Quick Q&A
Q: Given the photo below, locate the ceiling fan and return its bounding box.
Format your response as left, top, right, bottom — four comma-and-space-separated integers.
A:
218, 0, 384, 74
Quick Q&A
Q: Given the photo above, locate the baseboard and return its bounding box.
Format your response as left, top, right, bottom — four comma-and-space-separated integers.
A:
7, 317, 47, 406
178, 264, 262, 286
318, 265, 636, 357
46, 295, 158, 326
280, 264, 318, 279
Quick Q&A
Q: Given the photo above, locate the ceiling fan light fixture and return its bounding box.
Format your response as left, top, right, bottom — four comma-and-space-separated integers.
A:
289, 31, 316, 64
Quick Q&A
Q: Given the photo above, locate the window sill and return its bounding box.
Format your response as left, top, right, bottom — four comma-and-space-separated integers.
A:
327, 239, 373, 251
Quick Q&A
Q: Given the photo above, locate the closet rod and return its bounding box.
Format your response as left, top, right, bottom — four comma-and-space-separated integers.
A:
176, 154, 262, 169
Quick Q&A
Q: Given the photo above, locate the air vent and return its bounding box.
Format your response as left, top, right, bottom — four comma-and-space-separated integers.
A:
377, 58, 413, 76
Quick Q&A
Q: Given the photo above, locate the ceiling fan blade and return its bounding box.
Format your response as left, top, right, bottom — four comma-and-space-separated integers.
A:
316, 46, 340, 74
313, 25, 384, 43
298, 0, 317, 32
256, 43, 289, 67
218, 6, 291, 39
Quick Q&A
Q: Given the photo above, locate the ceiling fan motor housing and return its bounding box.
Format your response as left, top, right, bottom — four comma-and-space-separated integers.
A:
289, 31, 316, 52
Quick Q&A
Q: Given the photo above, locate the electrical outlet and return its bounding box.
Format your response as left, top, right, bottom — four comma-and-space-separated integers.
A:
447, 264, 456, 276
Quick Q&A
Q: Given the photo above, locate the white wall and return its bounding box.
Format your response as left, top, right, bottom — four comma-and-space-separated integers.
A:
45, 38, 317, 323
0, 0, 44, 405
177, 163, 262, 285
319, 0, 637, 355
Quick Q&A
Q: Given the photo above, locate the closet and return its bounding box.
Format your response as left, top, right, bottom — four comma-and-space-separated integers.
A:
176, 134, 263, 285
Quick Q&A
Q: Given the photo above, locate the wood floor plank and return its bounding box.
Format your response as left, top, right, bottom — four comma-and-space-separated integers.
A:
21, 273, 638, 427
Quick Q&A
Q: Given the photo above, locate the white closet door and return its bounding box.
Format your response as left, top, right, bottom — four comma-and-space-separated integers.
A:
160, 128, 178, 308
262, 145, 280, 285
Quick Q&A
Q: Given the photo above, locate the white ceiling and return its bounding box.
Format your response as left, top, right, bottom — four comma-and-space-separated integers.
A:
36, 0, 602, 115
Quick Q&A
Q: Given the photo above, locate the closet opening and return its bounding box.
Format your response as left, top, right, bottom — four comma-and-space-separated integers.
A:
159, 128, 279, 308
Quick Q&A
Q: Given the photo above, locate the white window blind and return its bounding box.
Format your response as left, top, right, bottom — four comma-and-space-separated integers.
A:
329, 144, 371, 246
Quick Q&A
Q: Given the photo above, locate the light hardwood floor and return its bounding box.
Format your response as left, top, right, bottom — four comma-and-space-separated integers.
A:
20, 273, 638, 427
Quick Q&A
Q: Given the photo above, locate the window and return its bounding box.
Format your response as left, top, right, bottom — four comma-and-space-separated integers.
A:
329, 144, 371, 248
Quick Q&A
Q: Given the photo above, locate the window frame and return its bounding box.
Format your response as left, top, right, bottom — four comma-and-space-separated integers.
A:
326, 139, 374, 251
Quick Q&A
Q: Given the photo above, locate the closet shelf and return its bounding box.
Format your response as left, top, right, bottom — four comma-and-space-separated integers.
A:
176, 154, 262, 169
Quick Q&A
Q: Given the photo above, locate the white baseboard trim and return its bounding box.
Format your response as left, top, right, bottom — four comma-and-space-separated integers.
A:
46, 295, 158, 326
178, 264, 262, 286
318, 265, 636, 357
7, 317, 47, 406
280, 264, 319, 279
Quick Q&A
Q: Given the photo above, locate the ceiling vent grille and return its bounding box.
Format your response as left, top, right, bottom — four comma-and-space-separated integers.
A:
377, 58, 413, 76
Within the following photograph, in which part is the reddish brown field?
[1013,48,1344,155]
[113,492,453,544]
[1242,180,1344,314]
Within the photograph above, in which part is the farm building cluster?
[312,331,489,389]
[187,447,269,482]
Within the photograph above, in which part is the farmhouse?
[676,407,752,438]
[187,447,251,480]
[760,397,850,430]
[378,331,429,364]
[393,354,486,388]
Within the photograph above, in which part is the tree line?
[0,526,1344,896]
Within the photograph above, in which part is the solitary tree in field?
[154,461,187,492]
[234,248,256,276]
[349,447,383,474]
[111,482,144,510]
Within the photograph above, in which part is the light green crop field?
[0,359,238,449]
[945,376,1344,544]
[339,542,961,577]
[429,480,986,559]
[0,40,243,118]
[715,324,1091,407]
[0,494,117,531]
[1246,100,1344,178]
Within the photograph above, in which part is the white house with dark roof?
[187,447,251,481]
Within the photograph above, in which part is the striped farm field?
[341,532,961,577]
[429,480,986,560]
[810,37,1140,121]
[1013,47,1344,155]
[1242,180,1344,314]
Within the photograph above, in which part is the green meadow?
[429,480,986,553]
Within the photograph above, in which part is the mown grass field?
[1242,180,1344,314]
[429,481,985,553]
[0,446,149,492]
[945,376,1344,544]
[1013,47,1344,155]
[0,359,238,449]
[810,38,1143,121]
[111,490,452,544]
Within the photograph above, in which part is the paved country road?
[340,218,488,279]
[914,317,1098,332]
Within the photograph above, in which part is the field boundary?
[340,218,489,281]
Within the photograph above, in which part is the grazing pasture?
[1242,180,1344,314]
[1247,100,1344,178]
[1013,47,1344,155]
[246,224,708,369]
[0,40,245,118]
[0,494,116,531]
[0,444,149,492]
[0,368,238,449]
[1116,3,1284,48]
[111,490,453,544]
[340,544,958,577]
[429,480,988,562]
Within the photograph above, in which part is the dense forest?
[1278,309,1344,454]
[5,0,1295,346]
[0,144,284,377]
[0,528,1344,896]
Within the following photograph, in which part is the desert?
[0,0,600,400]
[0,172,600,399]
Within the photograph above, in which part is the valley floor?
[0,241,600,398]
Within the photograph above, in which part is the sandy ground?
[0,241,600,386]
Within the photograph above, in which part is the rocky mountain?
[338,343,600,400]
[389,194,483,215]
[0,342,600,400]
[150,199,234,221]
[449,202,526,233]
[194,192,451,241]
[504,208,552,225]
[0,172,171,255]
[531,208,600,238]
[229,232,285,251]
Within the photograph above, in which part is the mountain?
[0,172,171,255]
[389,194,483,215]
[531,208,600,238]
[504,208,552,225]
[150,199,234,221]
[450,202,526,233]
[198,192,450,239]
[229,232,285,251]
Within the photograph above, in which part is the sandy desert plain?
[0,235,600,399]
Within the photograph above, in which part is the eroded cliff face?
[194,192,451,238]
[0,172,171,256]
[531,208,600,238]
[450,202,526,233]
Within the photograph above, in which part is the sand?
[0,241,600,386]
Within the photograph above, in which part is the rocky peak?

Exercise: Copy all of the material above word for word, keeping every line as it appears.

Exercise response:
Quick Q&A
Q: Given the photo below, locate the ceiling fan and return its bounding box.
Format your response as left, top, right, bottom — four comma-and-space-separated integers.
A:
218, 0, 384, 74
Quick Q&A
Q: Given the photo above, locate the baseboard and return its bounding box.
Format your response as left, top, right, bottom — four comma-and-space-separated integers.
A:
7, 317, 47, 406
178, 264, 262, 286
318, 265, 636, 357
46, 295, 158, 326
280, 264, 318, 279
Quick Q&A
Q: Given the photo above, locate the ceiling fan light fixture and return its bounding box.
Format your response as left, top, right, bottom — four comma-and-space-separated integers.
A:
289, 31, 316, 64
Quick Q&A
Q: Given the photo above, locate the window sill and return its bounding box.
Format your response as left, top, right, bottom — four comma-and-space-separated integers.
A:
327, 239, 373, 251
Quick Q&A
Q: Given the photo above, locate the closet rod and return its bounding box.
Format your response as left, top, right, bottom — four comma-and-space-separated integers.
A:
176, 154, 262, 169
Quick Q&A
Q: Given the photo above, locate the air vent and return its bounding box.
Format your response as left, top, right, bottom — four comma-and-space-separated integers.
A:
377, 58, 413, 76
Quick Q&A
Q: Given the photo above, locate the ceiling fan blade and return its bounding box.
Format your response as left, top, right, bottom — four comma-and-space-separated integers.
A:
316, 46, 340, 74
313, 25, 384, 43
298, 0, 317, 32
256, 43, 289, 67
218, 6, 291, 39
Quick Q&A
Q: Given the photo above, locate the ceiling fan motor housing and return its bounding box.
Format your response as left, top, right, bottom — four comma-and-space-separated integers.
A:
289, 31, 316, 52
Quick Q&A
Q: Given the photo above, locate the electrical outlet and return its bounding box.
Format your response as left, top, right, bottom — four comma-and-space-separated integers.
A:
447, 264, 456, 276
Quick Q&A
Q: Given the photo above, locate the white wall and return its bounding box.
Format your response as left, top, right, bottom — four comma-and-space-separated integers.
A:
45, 38, 317, 323
0, 0, 44, 405
177, 163, 262, 285
319, 0, 637, 355
Quick Q&A
Q: Given the photo above, locate the closet and return its bounding box.
Format your response as left, top, right, bottom — four comma-and-space-separated integers.
A:
176, 134, 263, 285
Quick Q&A
Q: Given the photo above, locate the wood floor plank and return its bounding box.
Format your response as left, top, right, bottom — four comma-and-space-separated integers.
A:
21, 273, 638, 427
Quick Q&A
Q: Given the photo above, locate the white closet door and return its bounding box.
Format your response as left, top, right, bottom — four comma-and-space-separated integers.
A:
160, 128, 178, 308
262, 145, 280, 285
Quick Q&A
Q: Given the photo above, locate the white ceiling and return its bounding box.
Format your response as left, top, right, bottom — four comma-and-space-separated integers.
A:
36, 0, 602, 115
Quick Q&A
Q: Given the photo above, locate the closet opening and return its bounding box.
Format your response as left, top, right, bottom — four comma-and-space-separated integers.
A:
159, 128, 279, 308
Quick Q&A
Q: Given the photo above, locate the white window blind and return its bounding box.
Format your response as left, top, right, bottom — four comma-and-space-separated integers.
A:
329, 144, 371, 246
Quick Q&A
Q: Given the photo above, locate the light hardwood floor and return its bounding box.
Format your response as left, top, right, bottom — four comma-and-space-separated integers.
A:
20, 273, 638, 427
Quick Q&A
Q: Given the photo above, locate the window and return its bounding box.
Format your response as left, top, right, bottom — four comma-and-space-separated integers.
A:
329, 144, 371, 248
Quick Q&A
Q: Given the photo above, locate the window frame and return its bounding box.
Format your response as left, top, right, bottom — four comma-and-space-separated integers.
A:
326, 139, 374, 251
Quick Q&A
Q: Given the photo above, locate the closet shelf and return its bounding box.
Format your response as left, top, right, bottom — four comma-and-space-separated integers.
A:
176, 154, 262, 169
Quick Q&A
Q: Given the photo above, locate the white baseboard trim and return its bounding box.
Format your response as left, top, right, bottom — four comma-and-space-separated integers.
A:
46, 295, 158, 326
178, 264, 262, 286
318, 265, 636, 357
7, 317, 47, 406
280, 264, 319, 279
Quick Q&A
Q: Given the photo above, locate the ceiling vent grille and return its bounding box.
Format your response as left, top, right, bottom — four comma-and-space-separated integers.
A:
377, 58, 413, 76
Within the following photograph, in which part is the reddish brown field?
[1013,48,1344,155]
[113,492,453,544]
[1242,180,1344,314]
Within the photograph above, in which part is the farm building cluster?
[312,331,489,389]
[187,447,269,482]
Within the photograph above, in which part is the farmhouse?
[676,407,752,438]
[187,447,251,480]
[760,397,850,430]
[378,331,429,364]
[393,354,486,388]
Within the photograph above, in which part is the tree line?
[0,526,1344,896]
Within the photograph above, in which part is the solitary tree in field?
[154,461,187,492]
[234,248,256,276]
[349,447,383,474]
[111,482,144,510]
Within the photograph above, in which part is the light green crop field?
[0,359,238,449]
[945,376,1344,544]
[339,542,961,577]
[429,480,986,559]
[0,40,243,118]
[715,324,1091,407]
[0,494,117,531]
[1246,100,1344,178]
Within the photograph above, in which part is the white house with dark roof?
[187,447,251,481]
Within the photograph above, in which part is the striped farm field?
[341,532,961,577]
[429,480,986,560]
[810,37,1140,121]
[1013,47,1344,155]
[1242,180,1344,314]
Within the photograph above, in which part is the green meadow?
[429,480,986,553]
Within the photograph above, in which part is the mown grass field?
[1242,180,1344,314]
[429,481,985,553]
[0,446,149,492]
[945,376,1344,544]
[1013,47,1344,155]
[0,359,238,449]
[810,38,1143,121]
[111,490,452,544]
Within the photograph above, in which part is the paved country road?
[340,218,488,279]
[914,317,1098,332]
Within the photograph above, in which part is the field boundary?
[340,218,489,281]
Within the photograph above, in which part is the grazing pasture?
[1242,180,1344,314]
[1247,100,1344,178]
[1013,47,1344,155]
[246,224,708,369]
[0,40,245,118]
[0,494,116,531]
[0,444,149,492]
[0,368,238,449]
[1116,3,1284,48]
[111,490,453,544]
[340,544,958,577]
[429,480,988,562]
Within the photograph above, in which part is the dense forest?
[1278,309,1344,454]
[5,0,1295,346]
[0,144,284,377]
[0,528,1344,896]
Within the following photograph, in which part is the desert?
[0,0,600,400]
[0,172,600,399]
Within the photograph above, in which part is the valley floor?
[0,241,600,398]
Within the photograph above, in which part is the sandy ground?
[0,241,600,386]
Within the photograph above, in which part is the rocky mountain?
[338,343,600,400]
[389,194,483,215]
[0,342,600,400]
[150,199,234,221]
[449,202,526,233]
[194,192,451,241]
[504,208,552,225]
[0,172,171,255]
[531,208,600,238]
[229,232,285,251]
Within the photograph above, in which part is the mountain?
[0,172,171,255]
[389,194,483,215]
[531,208,600,238]
[504,208,552,225]
[150,199,234,221]
[450,202,526,233]
[198,192,450,239]
[229,232,285,251]
Within the photograph above, in which part is the sandy desert plain?
[0,235,600,399]
Within the photograph above, in which part is the eroded cliff face?
[194,192,451,238]
[0,172,171,256]
[531,208,600,238]
[450,202,526,233]
Within the photograph above, in which part is the sand?
[0,241,600,386]
Within the photograph above, in which part is the rocky peak?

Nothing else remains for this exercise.